Rewrite the passage of the blog post below between "posted August 2, 2009 at 6:44" and "didn’t write it?", inclusive, substituting "passage" for "excerpt" wherever it occurs.

> Selection:
begin
Popular atheist blogger PZ Myers is all excited about a book by Jeff Sharlet, The Family: The Secret Fundamentalism at the Heart of American Power. Turns out the paperback is doing incredibly well, No. 5 on Amazon, perhaps due to a sensational Bill Maher interview that PZ also links to. Sharlet is full of shocking revelations about the sinister Evangelical Christian power brokers behind the National Prayer Breakfast. Can you believe a word he says? No, you can’t. How do I know?
Because several years ago Jeff reviewed a book of mine in the Washington Post. It was a witless review but more to the point, he tried to show he’d read my first book, The Lord Will Gather Me In, and described an episode in it that anyone who’s read the earlier book will remember. But Sharlet couldn’t even read a book, or a read about a book, and report accurately what was in it. He mangled the story in such a way that I appeared to be an insane victim of self-mutilation mania. For the sake of good taste, I won’t go further than that except to say that a lawyer friend after the fact told me I should have considered suing the guy. So FYI, this is how competent a journalist Jeff Sharlet is.



posted August 2, 2009 at 6:38 am
Impugn another journalist’s credibility, but don’t quote what he said, in fact don’t even link to what he said, or explain why what he said wasn’t true.
No, just a blanket statement that he’s a liar will do. Throw in the name of a prominent atheist while you’re at it.
Can I link to what he said, or will you “unpublish” my comment?
posted August 2, 2009 at 6:44 am
So I’m looking at reviews of “The Lord Will Gather Me In” and they all seem to describe this incident in much the same way. Maybe they are all copying from each other.
posted August 2, 2009 at 6:52 am
Here’s an excerpt; but maybe you didn’t write it?
http://www.nytimes.com/books/first/k/klinghoffer-lord.html
Sharlet’s characterization:
http://killingthebuddha.com/mag/exegesis/wwad/
Salon’s characterization:
http://www.salon.com/books/sneaks/1999/01/25sneaks.html
We report, you decide.
Of course this has no bearing on whether there really is some kind of fundamentalist conspiracy running America.
But it is a little hard to call another journalist a liar for describing, pretty accurately it seems, what you wrote in your own book.
posted August 2, 2009 at 6:57 am
In fact, David, looking at his statement, and the excerpt from your book, they seem substantially the same.
end
> Source excerpt:
begin
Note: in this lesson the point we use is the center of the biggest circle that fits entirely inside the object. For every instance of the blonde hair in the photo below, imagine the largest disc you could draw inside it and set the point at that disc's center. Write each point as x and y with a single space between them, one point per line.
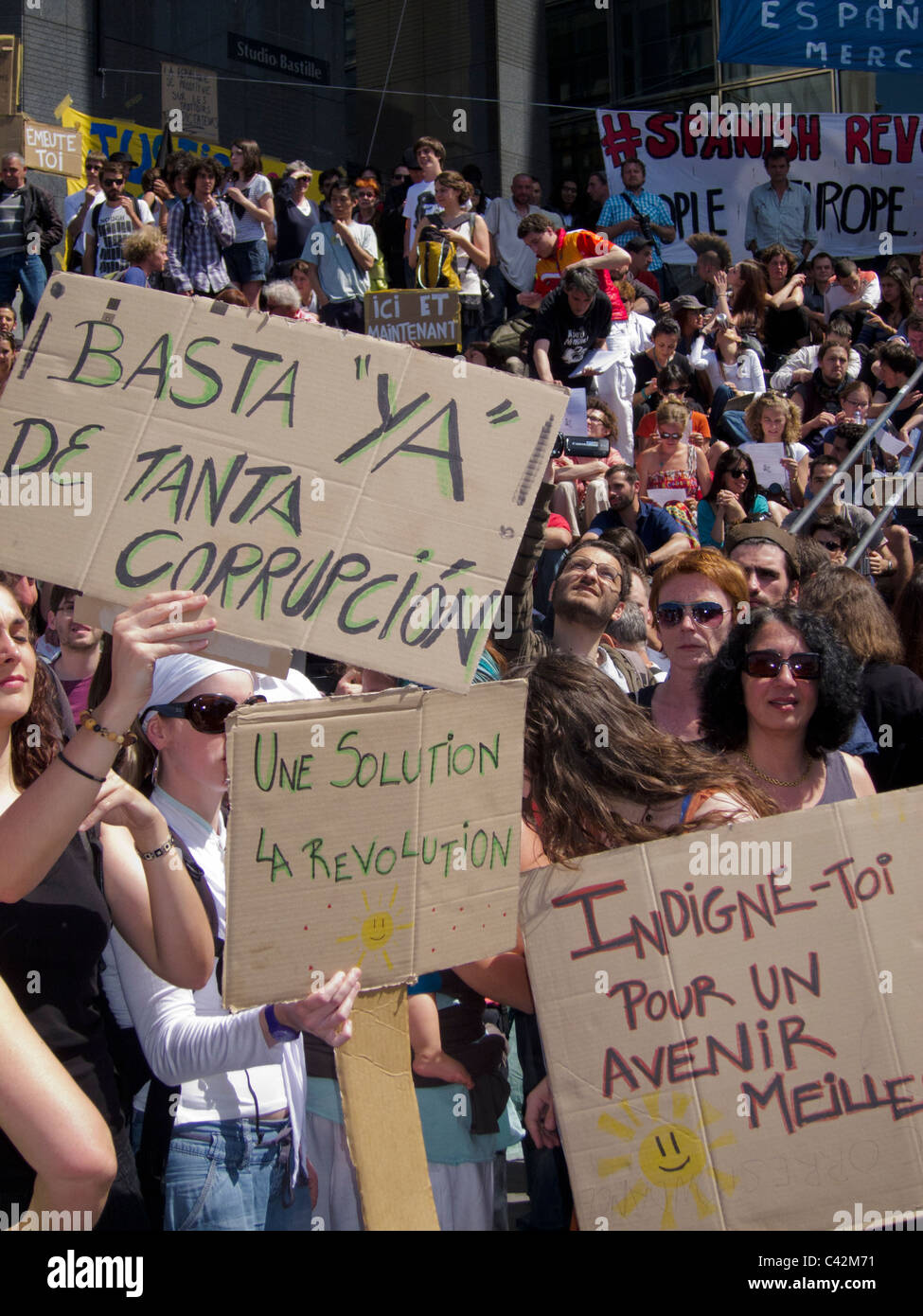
754 416
141 243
end
> Solution for this task:
posted August 2, 2009 at 6:44 am
So I’m looking at reviews of “The Lord Will Gather Me In” and they all seem to describe this incident in much the same way. Maybe they are all copying from each other.
posted August 2, 2009 at 6:52 am
Here’s an passage; but maybe you didn’t write it?